GIVEN TASK: Can you rewrite the paragraph beginning "A copy of you is not you" in the brain simulation text below more briefly, keeping its main points?

A copy of you is not you, but there is worse to consider: if the hardware that
supports a running brain simulation is anything like present day computers,
that copy isn't even particularly continuous. It is more like an ongoing set
of individuals, each instantiated for a few milliseconds or less and then
destroyed, to be replaced by yet another copy. If self is data associated with
particular processing structures, such as an arrangement of neurons and their
connections, then by comparison a simulation is absolute different: inside a
modern computer or virtual machine that same data would be destroyed, changed,
and copied at arbitrary times between physical structures - it is the illusion
of a continuous entity, not the reality.

That should inspire a certain sense of horror among folk in the continuity of
identity camp, not just because it is an ugly thing to think about, but
because it will almost certainly happen to many, many, many people before this
century ends - and it will largely be by their own choice, or worse, inflicted
upon them by the choice of the original from whom the copy was made.

ENTRIES PROVIDED:
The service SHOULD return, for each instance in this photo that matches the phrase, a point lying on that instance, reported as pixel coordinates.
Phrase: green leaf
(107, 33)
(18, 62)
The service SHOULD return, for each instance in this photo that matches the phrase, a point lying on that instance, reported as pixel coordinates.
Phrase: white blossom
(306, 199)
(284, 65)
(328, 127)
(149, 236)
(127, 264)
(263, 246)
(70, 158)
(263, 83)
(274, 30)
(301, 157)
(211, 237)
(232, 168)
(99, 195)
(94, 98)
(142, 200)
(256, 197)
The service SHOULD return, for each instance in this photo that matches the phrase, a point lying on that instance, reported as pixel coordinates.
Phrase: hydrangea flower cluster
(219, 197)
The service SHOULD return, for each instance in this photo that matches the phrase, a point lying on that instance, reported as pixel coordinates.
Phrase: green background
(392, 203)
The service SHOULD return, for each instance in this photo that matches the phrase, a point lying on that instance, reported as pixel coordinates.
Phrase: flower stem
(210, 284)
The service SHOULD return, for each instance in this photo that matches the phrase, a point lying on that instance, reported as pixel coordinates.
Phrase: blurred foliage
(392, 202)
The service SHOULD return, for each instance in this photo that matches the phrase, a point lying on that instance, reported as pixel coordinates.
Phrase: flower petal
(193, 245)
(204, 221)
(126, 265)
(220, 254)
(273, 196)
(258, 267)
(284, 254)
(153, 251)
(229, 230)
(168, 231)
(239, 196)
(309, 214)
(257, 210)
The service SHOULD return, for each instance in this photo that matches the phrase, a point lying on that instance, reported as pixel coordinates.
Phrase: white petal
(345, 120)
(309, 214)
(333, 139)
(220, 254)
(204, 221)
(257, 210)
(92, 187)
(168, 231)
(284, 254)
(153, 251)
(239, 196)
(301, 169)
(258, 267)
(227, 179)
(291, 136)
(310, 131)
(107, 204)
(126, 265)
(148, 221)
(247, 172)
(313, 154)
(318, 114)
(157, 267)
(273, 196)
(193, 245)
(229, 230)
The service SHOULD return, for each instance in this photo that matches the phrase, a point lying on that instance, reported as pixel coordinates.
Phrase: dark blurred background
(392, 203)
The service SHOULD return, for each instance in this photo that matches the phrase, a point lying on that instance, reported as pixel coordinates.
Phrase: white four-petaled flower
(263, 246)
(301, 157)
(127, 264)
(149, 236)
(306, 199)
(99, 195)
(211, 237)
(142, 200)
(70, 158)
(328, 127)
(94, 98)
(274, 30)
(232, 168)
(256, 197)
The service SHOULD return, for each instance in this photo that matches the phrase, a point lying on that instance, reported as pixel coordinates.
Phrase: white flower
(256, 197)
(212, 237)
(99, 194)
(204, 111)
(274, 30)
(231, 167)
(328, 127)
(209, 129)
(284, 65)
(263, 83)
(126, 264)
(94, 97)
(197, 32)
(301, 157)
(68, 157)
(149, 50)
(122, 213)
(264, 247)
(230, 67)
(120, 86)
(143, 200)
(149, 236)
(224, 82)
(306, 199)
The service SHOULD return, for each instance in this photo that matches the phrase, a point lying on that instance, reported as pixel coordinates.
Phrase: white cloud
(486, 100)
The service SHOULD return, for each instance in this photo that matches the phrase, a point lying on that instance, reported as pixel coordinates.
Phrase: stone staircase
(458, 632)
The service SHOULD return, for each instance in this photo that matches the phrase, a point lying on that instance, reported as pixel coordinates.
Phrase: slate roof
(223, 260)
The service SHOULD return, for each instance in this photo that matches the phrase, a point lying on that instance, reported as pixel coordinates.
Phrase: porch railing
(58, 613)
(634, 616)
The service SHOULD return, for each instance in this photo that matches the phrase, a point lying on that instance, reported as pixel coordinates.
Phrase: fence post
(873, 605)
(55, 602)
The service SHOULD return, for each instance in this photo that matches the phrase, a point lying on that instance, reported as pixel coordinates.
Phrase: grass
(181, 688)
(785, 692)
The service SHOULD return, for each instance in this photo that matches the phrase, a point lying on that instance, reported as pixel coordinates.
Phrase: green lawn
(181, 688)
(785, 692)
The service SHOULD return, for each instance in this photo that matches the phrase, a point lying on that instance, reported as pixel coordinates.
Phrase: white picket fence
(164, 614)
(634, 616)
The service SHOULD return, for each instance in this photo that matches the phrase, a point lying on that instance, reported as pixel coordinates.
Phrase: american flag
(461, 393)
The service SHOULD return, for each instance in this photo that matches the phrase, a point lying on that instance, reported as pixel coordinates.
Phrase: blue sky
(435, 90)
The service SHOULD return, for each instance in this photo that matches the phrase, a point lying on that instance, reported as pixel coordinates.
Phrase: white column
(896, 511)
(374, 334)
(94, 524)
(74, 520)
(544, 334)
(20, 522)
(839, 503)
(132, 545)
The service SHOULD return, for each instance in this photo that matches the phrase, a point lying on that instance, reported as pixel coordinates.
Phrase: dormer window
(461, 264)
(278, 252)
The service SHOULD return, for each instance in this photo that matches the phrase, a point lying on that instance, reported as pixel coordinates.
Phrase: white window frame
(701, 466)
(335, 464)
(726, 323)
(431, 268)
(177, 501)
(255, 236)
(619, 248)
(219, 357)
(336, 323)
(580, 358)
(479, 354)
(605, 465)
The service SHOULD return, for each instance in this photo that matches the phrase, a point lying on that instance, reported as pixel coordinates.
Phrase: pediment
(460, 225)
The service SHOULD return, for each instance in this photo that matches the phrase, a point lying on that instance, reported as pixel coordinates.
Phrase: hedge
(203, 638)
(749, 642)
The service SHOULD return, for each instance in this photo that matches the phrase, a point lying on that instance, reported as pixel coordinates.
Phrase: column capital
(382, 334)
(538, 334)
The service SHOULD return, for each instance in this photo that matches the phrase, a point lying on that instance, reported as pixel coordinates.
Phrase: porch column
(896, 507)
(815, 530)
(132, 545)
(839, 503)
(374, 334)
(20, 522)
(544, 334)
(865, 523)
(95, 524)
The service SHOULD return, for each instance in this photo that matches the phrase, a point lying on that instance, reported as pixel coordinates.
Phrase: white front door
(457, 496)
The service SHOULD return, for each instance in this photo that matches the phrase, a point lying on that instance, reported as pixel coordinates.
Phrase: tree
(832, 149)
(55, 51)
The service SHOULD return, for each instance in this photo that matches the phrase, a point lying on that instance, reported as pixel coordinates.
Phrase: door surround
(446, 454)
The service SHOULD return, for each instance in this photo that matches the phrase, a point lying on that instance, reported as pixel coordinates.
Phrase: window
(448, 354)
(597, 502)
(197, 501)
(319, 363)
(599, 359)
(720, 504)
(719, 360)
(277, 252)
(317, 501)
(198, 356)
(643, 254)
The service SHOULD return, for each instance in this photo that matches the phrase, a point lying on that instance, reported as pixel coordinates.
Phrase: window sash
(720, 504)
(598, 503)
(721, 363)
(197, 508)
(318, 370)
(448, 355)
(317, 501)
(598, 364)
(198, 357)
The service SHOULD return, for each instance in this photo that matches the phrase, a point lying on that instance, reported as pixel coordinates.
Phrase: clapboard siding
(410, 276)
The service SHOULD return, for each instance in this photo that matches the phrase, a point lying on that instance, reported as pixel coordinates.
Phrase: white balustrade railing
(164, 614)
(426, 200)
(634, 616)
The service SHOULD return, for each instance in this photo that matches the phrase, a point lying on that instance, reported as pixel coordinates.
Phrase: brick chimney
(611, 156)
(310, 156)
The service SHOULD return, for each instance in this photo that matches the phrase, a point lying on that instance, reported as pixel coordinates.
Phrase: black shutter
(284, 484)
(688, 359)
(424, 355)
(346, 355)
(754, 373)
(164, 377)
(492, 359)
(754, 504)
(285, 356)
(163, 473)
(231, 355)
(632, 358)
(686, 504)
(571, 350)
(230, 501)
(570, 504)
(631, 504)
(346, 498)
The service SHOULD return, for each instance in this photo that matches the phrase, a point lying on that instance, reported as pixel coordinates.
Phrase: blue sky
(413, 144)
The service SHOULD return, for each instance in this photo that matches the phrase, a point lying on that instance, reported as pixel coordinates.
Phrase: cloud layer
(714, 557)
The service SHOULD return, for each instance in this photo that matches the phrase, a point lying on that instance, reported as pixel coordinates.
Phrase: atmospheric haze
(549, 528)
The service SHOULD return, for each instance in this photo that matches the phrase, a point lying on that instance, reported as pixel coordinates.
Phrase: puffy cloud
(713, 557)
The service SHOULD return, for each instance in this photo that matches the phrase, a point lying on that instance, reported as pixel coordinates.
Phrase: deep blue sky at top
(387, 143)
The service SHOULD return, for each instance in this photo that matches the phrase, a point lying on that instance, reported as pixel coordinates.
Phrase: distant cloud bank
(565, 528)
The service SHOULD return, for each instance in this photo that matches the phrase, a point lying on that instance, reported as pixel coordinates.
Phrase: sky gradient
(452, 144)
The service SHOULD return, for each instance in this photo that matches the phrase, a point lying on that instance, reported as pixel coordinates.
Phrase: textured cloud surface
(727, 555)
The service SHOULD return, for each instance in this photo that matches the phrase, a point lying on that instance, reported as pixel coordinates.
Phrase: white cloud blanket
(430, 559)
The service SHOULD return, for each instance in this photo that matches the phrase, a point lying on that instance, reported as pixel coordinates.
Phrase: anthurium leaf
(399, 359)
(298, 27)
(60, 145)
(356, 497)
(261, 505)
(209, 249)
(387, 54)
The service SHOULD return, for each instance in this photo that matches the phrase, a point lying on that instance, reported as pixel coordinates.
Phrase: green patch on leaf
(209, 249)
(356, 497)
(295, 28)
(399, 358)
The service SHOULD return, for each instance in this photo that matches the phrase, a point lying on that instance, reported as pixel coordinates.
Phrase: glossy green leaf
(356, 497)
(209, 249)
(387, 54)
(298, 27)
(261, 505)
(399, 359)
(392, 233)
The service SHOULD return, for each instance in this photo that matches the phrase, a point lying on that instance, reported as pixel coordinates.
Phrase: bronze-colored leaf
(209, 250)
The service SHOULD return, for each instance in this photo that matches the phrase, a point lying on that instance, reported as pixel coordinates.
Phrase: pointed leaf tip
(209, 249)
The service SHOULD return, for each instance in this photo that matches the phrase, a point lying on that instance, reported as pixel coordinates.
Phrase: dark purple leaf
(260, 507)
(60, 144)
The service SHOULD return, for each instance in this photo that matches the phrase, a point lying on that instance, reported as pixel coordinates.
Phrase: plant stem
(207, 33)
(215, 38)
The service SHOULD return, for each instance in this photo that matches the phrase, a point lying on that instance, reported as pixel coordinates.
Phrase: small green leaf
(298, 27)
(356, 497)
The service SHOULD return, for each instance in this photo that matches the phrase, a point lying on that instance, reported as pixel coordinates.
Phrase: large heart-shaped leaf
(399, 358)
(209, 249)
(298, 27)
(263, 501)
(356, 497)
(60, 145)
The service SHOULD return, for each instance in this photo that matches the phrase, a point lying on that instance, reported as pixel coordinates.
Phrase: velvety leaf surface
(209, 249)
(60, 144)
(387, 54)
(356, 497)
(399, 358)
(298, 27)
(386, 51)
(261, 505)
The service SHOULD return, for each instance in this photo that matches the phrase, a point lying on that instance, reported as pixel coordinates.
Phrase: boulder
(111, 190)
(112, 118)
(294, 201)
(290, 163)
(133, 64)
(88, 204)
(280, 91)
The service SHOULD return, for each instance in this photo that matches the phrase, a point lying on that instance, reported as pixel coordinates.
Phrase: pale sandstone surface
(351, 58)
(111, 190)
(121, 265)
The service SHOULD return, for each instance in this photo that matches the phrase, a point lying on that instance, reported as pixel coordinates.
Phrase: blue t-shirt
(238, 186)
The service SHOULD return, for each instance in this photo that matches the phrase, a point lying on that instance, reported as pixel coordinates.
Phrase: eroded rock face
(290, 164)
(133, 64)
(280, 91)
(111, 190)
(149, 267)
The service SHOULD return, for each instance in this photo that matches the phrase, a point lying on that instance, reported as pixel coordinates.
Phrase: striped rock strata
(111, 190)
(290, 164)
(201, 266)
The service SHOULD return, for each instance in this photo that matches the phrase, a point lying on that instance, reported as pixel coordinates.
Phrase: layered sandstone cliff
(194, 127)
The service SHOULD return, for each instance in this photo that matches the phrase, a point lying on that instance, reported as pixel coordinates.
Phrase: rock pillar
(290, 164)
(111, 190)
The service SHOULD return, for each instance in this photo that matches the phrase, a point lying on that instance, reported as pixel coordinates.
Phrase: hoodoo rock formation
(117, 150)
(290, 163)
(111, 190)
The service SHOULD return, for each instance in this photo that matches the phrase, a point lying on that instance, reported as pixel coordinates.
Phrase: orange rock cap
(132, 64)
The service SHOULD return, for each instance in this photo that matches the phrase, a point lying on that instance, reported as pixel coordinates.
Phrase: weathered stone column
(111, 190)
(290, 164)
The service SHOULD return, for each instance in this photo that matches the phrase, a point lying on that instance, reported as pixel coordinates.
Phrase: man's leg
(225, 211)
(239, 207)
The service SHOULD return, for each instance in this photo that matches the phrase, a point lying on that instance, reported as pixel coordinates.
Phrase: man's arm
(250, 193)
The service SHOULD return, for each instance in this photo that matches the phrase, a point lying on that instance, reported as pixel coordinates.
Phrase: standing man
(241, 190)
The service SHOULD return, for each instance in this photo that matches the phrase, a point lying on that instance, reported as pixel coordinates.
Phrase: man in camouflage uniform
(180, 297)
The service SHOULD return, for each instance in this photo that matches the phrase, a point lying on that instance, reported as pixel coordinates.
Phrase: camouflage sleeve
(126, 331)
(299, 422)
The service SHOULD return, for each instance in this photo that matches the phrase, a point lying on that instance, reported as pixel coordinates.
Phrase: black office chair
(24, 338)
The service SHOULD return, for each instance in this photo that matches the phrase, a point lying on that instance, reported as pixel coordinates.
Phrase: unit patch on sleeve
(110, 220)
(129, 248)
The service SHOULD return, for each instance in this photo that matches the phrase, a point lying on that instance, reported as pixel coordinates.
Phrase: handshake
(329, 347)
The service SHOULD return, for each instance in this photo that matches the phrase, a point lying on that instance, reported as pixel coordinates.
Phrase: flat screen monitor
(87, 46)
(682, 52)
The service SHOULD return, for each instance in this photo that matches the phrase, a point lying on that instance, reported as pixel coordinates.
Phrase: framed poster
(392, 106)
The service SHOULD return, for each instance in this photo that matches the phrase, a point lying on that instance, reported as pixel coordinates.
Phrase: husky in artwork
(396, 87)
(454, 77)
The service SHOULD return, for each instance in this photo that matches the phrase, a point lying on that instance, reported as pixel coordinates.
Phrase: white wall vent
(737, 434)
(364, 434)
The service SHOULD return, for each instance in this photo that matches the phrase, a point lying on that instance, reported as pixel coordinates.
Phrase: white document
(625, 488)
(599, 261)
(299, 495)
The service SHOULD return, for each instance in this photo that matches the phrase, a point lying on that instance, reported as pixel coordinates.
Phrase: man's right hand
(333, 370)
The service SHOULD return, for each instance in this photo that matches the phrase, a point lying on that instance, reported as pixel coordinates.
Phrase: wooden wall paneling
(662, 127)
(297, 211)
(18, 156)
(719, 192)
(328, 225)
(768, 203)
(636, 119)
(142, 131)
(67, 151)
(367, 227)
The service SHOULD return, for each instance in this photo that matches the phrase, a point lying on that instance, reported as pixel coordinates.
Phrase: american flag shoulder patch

WRITTEN REPLY: A copy of you is not you, and on hardware like today's computers, a running brain simulation isn't even continuous. It is a series of individuals, each existing for a few milliseconds or less before being destroyed and replaced by another copy. If the self is data tied to particular processing structures, such as neurons and their connections, a simulation is entirely different: in a modern computer or virtual machine, that data is destroyed, changed, and copied between physical structures at arbitrary times. The result only looks like a continuous entity.